• SELECTED EXTRACT:
************

However, Mr and Mrs Lambert say that election "lacked integrity and
transparency" and that there should be another election for office bearers,
which they feel would be of minimal cost and "not disadvantage any lot
owner."
Mr Boyd supports the applicant but had nothing to add. Ms
Greenwood, who lives partly at Diamond Sands and partly in New Zealand says
she
"did not receive nomination forms for election of officer." since she was
in New Zealand "until 1st June 2005." I do not know whether
she did not receive nomination papers at all, or did not receive them because
she was overseas.
She too supports another election to resolve the
matter.
Mr and Mrs Jenkin, who also live in New Zealand, say they did not
receive committee nominations until after 30th April 2005 by which
time it was too late even to fax them back to the body corporate
manager.
Mr Jarvis says he supports the applicant and says that "it
seems the only proper course of action" to have another election. His
concern is that based on the applicant’s submissions, the committee has no
"credibility with this cloud hanging over them". He cannot say with any
certainty "if or when" he received his nomination papers. He recommends
another election even if there is some cost involved.
Mr Melville, who is
the representative of Brittan Street Holdings which holds the management rights
and is building manager at the
complex, says that the body corporate manager at
the committee meeting said that all committee positions nominated would be
appointed
without election as the number of nominations received was less than
the required number to form the committee. He said that "several
owners" had
contacted him prior to the committee meeting saying they had not received their
nomination forms. There was discussion
at the meeting but this does not appear
in the minutes. The committee discussed the possibility of postponing the
2005 AGM so
that nomination papers could be prepared again, but the body
corporate manager said that "this means of resolving the problem was not
allowed for in the Body Corporate Act." After further discussion, the body
corporate manager agreed that it "would be OK to add further names to
nominations for the positions of secretary, treasurer and committee members
after the closing
date.... but not to add a second nomination to the position of
chairman." There were no nominations called from the floor at
the 2005 AGM. He feels that "harmony would be restored" if those owners
who did not receive nomination papers could now nominate and an election to take
place.
The body corporate manager submits that forms inviting nominations
were lodged at a post office in Sydney on 30th March 2005 by Security
Mail. The forms were sent out in a "DL size window" envelope and not in an A4
envelope. The envelope which
is submitted by the applicant is the type used for
agenda mail-outs and he has records to show that there was a mail-out for the
agenda of the committee meeting sent on 6th May 2005, posted from the
Southport office of the body corporate manager. The body corporate manager
had not been notified by
owners of any non-receipt of nominations prior to at
the committee meeting and at the 2005 AGM.
DETERMINATION
Since the applicant made no reply to
submissions, I sought a response from him concerning the discrepancy raised by
Mr Belcher and
the body corporate manager concerning the size and style of
envelope. The applicant states that the large envelope addressed to
"Mrs C.
Douglas" and dated 6th May 2005 contained both the agenda for
the committee meeting and the nomination forms. He confirmed that the
nomination forms were sent to him after the
closing date for nominations and
both documents were sent in that one envelope.

************

• DATASET EXCERPT:
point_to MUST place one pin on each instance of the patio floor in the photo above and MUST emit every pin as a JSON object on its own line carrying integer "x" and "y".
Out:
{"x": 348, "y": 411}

************

• GOALS:
A: Reproduce part of the body corporate excerpt. Begin at the words "Mr Jarvis says" and stop after "some cost involved.".
B: In the body corporate excerpt, where and by what service were the forms inviting nominations lodged on 30th March 2005?

• SOLUTION LIST:
A:
Mr Jarvis says he supports the applicant and says that "it
seems the only proper course of action" to have another election. His
concern is that based on the applicant’s submissions, the committee has no
"credibility with this cloud hanging over them". He cannot say with any
certainty "if or when" he received his nomination papers. He recommends
another election even if there is some cost involved.

B: They were lodged at a post office in Sydney by Security Mail.